··· TEXTAUSZUG ···
Isabella-System zur intelligenten Planung und Steuerung des Autoumschlags in Häfen
Die Kommunikation zwischen dem Steuerungssystem und dem Personal am Autoterminal erfolgt per mobilen Apps.
Foto: BLG | Jan Meier

[BIBA] – Mit künstlicher Intelligenz zu mehr Effektivität und Effizienz beim Autoumschlag – Tests mit dem Isabella-System auf einem der weltgrößten Autohäfen. Projektpartner waren das BIBA – Bremer Institut für Produktion und Logistik an der Universität Bremen, BLG Logistics und 28Apps Software.

Zirka 70.000 PKW-Stellplätze, jährlich rund 1.000 Autoschiffe, dazu Tausende Autozüge und -LKW: Mit jährlich 1,7 Millionen umgeschlagenen PKW (2022) zählt der BLG AutoTerminal Bremerhaven zu den weltweit größten. Genau hier erfolgten die Tests in den Forschungsvorhaben „Isabella“ und „Isabella 2.0“. Sie haben sich mit der Prozessplanung und -steuerung des Automobilumschlags in Häfen mithilfe von mathematischer Optimierung, Simulation und künstlicher Intelligenz (KI) beschäftigt. Auch „Isabella 2.0“ wurde nun erfolgreich abgeschlossen. Beteiligt waren jeweils die Partner BLG Logistics, 28Apps Software (Bremen) sowie das BIBA – Bremer Institut für Produktion und Logistik an der Universität Bremen.
··· BEREITGESTELLTE EINTRÄGE ···
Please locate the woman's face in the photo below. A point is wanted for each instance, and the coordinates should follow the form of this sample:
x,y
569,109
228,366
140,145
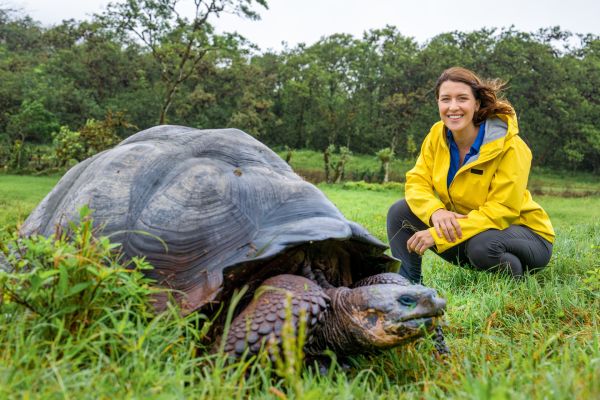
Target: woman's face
x,y
457,106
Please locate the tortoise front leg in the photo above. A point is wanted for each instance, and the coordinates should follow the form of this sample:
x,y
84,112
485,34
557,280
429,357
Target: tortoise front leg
x,y
260,324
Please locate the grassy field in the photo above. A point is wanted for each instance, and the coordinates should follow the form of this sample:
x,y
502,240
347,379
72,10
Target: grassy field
x,y
537,338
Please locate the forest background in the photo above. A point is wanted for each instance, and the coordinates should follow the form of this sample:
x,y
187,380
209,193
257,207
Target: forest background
x,y
75,88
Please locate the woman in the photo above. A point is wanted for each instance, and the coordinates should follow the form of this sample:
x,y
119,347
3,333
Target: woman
x,y
467,197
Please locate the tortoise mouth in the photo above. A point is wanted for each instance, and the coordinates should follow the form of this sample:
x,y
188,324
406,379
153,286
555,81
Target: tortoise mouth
x,y
427,321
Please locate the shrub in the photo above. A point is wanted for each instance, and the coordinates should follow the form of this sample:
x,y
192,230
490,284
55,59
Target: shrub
x,y
64,285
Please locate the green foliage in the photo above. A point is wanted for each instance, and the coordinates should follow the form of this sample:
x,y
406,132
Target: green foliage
x,y
32,122
65,284
69,146
367,93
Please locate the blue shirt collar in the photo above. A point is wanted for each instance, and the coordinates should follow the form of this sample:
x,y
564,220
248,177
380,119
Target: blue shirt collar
x,y
455,156
476,144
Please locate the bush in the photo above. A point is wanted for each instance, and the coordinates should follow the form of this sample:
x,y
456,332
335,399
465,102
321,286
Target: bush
x,y
65,285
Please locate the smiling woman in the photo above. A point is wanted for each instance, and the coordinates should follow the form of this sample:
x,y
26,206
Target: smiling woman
x,y
467,197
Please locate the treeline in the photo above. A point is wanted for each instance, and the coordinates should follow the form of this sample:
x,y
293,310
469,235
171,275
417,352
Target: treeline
x,y
365,94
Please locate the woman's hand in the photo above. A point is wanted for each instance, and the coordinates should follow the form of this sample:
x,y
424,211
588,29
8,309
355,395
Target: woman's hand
x,y
445,223
419,242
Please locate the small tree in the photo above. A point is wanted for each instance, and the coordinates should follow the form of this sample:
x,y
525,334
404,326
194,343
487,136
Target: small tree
x,y
338,165
385,156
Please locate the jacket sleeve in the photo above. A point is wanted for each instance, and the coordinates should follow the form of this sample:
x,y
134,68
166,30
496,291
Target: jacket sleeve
x,y
419,191
504,200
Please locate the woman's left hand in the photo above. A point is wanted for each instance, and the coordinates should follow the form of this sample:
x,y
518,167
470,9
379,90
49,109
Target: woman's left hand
x,y
419,242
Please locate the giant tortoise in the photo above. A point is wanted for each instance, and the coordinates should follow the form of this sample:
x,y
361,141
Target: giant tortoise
x,y
229,212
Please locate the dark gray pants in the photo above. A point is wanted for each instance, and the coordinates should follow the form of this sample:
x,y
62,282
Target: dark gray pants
x,y
515,249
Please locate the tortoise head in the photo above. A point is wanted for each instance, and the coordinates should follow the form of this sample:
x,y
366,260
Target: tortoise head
x,y
381,316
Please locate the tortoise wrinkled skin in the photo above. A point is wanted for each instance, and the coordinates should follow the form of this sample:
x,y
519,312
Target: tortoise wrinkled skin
x,y
230,213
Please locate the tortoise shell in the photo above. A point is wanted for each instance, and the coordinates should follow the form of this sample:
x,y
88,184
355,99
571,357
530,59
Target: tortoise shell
x,y
228,210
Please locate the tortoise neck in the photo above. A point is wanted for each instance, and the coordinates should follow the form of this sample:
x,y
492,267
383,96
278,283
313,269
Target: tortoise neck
x,y
336,331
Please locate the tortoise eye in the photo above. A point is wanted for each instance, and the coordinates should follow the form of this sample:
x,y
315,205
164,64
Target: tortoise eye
x,y
407,300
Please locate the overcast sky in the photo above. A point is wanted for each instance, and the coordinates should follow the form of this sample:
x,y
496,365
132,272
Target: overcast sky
x,y
305,21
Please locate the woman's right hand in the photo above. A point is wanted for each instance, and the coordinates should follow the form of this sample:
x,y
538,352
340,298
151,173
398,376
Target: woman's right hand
x,y
446,223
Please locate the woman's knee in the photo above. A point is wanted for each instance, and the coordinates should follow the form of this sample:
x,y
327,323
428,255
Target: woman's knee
x,y
398,210
485,250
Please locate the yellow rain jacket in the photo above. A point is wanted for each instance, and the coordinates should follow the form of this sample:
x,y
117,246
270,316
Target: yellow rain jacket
x,y
491,188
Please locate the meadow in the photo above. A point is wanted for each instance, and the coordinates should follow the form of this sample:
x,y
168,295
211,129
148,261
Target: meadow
x,y
535,338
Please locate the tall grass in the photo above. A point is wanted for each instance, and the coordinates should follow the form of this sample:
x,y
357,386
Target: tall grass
x,y
536,338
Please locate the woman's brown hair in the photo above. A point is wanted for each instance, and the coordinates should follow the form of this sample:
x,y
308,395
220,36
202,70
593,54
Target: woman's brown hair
x,y
486,91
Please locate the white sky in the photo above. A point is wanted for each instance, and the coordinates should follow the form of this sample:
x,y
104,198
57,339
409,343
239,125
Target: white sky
x,y
306,21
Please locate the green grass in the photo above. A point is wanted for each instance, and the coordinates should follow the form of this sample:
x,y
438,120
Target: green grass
x,y
537,338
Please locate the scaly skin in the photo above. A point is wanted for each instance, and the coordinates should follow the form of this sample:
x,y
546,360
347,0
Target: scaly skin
x,y
345,320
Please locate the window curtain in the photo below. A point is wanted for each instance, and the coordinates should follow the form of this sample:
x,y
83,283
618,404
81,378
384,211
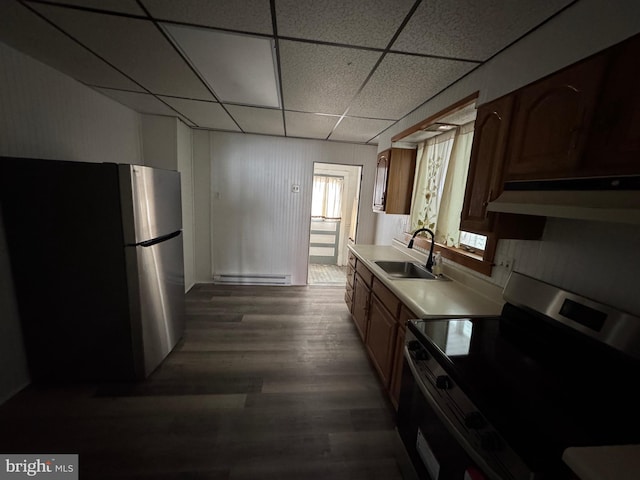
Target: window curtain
x,y
448,222
433,159
326,201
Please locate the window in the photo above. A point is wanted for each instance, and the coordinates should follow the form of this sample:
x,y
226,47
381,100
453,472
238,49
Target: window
x,y
438,196
327,197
···
_ARBEITSANWEISUNGEN_.
a) Beantworten Sie anhand des Textauszugs über das Isabella-System diese Fragen:
(i) Auf welchem Weg kommunizieren das Steuerungssystem und das Personal am Autoterminal miteinander?
(ii) Wie viele PKW-Stellplätze gibt es zirka am BLG AutoTerminal Bremerhaven?
(iii) Wie viele PKW wurden dort im Jahr 2022 umgeschlagen?
b) Nennen Sie sämtliche Projektpartner, die der Textauszug über das Isabella-System aufführt.
Die Einträge stammen aus einer anderen Quelle als der Textauszug.

_SCHRIFTLICHE ANTWORTEN_.
a)
(i) Per mobilen Apps.
(ii) Zirka 70.000.
(iii) 1,7 Millionen.

b)
- BIBA – Bremer Institut für Produktion und Logistik an der Universität Bremen
- BLG Logistics
- 28Apps Software